### STUDY TEXT
I would propose that we are presently in an energetic World War between these two instinctual orientations: body instinct and spirit instinct. The current world leader, our own President, exemplifies entitlement at a very primal level. That is, its inherent right to consider only the needs of itself over the needs of the more inclusive world. The degree of support accorded this leader reflects how accurately he taps into the narcissistic underpinnings of survival at the primal, animal, level in all human beings.

What has given rise to our current state of world affairs is a breakdown in the application of the technology of sacrifice to effect spiritual transformation. At one extreme is a failure of the institutions of the modern world to provide effective rites of initiation at key stages of life. Without these rites many people fail to individuate into true adulthood and thus remain fixated at a child’s level of orientation toward the world, entitled and demanding.

At the other extreme is a total renunciation of the body for the benefit of the spirit. One example is the requirement of celibacy in the Catholic priesthood; sacrifice the lower for the sake of the higher. Though this technology of sacrifice was successful in establishing a life oriented toward altruistic concerns, it has created a tremendous body-shadow backlash. Just look at the incidences of sexual abuse among the ranks of the Catholic priests. The entitlement of the repressed sexual instinct has emerged from hiding, deviously preying upon the young and innocent.

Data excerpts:
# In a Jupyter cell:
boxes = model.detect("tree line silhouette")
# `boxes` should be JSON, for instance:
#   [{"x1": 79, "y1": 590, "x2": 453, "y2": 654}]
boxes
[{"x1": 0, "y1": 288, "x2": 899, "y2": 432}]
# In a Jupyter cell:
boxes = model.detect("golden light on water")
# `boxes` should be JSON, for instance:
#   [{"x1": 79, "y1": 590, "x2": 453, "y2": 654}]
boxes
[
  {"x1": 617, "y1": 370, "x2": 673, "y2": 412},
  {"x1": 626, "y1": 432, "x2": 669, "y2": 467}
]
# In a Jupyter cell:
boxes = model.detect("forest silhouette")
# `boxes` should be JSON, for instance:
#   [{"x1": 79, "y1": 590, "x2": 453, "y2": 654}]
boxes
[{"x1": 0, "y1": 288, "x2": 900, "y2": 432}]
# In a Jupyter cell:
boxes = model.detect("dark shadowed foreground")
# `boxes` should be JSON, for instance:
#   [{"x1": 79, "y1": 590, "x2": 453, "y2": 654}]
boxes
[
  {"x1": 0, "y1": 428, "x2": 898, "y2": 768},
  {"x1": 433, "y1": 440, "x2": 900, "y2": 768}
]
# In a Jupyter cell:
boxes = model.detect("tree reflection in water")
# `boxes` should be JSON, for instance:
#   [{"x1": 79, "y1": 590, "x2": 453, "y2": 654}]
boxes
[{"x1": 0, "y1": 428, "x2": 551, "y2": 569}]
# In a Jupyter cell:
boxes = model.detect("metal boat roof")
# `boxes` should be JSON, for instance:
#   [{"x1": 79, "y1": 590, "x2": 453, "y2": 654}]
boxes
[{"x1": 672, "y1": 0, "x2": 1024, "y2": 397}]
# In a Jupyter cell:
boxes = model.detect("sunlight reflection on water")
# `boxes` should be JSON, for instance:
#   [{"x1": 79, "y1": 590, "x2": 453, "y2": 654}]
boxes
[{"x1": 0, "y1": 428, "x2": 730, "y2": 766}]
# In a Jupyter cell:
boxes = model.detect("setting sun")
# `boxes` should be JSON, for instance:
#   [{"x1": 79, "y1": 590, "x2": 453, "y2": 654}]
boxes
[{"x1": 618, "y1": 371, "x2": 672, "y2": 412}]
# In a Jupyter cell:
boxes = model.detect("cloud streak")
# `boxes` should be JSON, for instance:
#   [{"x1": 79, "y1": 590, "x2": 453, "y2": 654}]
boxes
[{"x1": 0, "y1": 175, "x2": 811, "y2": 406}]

---

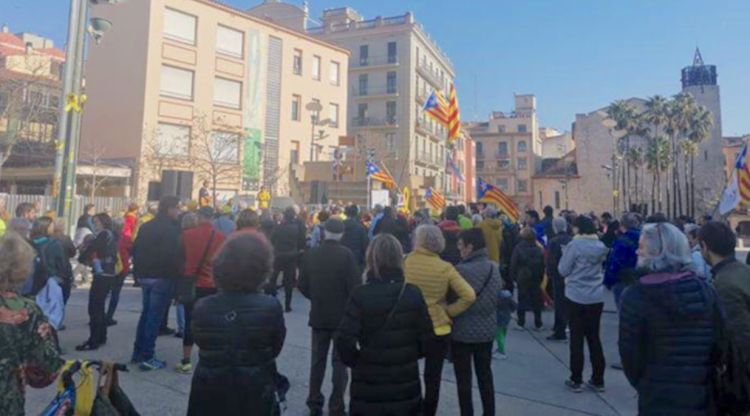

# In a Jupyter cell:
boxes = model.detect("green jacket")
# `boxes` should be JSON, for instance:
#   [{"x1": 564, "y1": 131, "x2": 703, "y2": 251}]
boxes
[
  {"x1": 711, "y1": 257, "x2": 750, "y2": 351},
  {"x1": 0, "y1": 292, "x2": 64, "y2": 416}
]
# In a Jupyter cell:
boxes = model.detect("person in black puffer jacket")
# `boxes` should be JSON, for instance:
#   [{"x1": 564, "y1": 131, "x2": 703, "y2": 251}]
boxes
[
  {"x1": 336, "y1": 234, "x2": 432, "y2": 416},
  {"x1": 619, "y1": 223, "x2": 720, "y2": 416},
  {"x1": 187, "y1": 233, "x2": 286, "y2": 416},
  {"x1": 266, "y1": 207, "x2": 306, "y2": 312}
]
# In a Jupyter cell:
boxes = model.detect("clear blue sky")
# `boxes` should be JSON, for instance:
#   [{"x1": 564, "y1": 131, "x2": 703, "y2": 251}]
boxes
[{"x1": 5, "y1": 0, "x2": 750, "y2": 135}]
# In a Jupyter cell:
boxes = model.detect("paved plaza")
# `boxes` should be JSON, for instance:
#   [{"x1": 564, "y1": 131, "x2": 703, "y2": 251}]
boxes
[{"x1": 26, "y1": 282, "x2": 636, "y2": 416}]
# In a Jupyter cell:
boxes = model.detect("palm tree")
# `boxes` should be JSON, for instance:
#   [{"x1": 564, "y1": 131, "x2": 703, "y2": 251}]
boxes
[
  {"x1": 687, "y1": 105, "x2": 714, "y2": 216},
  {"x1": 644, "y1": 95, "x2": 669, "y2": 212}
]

--

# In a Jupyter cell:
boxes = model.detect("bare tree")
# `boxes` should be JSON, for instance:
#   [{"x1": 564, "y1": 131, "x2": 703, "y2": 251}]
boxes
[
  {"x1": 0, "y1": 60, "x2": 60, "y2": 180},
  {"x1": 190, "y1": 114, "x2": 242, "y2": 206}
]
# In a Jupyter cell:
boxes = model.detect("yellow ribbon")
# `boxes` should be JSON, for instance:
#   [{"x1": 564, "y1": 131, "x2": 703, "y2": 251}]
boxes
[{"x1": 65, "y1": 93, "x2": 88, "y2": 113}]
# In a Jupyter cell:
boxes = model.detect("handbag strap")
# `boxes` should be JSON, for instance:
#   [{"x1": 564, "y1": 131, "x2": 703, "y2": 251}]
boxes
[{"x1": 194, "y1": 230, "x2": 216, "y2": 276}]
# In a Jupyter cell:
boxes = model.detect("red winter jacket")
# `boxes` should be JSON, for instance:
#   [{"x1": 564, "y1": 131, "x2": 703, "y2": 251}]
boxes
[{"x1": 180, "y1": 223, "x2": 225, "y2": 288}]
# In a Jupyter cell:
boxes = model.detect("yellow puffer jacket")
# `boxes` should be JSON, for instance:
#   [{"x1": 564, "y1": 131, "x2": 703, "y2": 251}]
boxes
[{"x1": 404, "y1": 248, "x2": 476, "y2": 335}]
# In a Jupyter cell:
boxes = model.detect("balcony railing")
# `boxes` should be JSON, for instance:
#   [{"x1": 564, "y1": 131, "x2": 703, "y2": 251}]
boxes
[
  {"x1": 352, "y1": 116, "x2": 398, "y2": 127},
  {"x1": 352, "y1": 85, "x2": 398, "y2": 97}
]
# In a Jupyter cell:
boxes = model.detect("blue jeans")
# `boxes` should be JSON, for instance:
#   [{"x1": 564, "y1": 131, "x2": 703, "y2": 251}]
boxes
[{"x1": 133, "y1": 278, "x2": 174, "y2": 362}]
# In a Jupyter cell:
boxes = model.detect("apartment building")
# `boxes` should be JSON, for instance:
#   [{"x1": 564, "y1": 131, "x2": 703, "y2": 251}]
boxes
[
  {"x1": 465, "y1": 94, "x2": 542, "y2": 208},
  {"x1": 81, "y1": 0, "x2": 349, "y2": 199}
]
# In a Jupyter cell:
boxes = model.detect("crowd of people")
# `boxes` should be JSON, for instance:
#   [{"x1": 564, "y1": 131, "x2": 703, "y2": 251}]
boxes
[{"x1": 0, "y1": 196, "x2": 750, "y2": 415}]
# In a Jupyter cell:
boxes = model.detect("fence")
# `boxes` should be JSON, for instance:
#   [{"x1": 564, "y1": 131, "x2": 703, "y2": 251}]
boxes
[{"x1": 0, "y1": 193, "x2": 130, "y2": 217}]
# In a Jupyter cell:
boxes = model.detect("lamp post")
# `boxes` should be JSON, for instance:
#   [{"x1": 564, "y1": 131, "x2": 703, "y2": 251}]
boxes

### ABOUT THIS TASK
Extend the essay on body instinct and spirit instinct, picking up right after its final sentence. The material above stands apart from the essay and has no link to it.

### OUTPUT OF THE TASK
In the political arena we see a similar eruption of repressed primal instinct asserting its entitlement to accumulate resources for itself only, casting out the unfamiliar ‘other’ to fend for itself. This is the shadow of American altruism, bursting forth now with a vengeance.

The determination of this entitlement is expressed in its blatant use of lies, misinformation, and manipulation as a necessary and acceptable means to care for its basic needs. No amount of reason or scientific proof can shake it from its deeply seated conviction that it is entitled to care only for its own needs.

At present the lines are firmly drawn between body and spirit, it’s either one way or the other. There is no room for compromise, as each side is absolutely in touch with their inalienable right of entitlement. And they are both right; we are animals and we are spirits. Perhaps the ultimate solution is encoded in the axiom: as above so below. The needs of the body are as important as the needs of the spirit, the needs of the self are as important as the needs of the planet.

Where might there be adjustments to bring these two into better confluence?  As the Pope laments the abuses of his church he might consider the fact that nuns have probably almost never committed sexual abuse, despite their same commitment to celibacy as their priestly male counterparts. If the technology of celibacy is to be maintained, perhaps nuns should be invited into the priesthood to lead the way.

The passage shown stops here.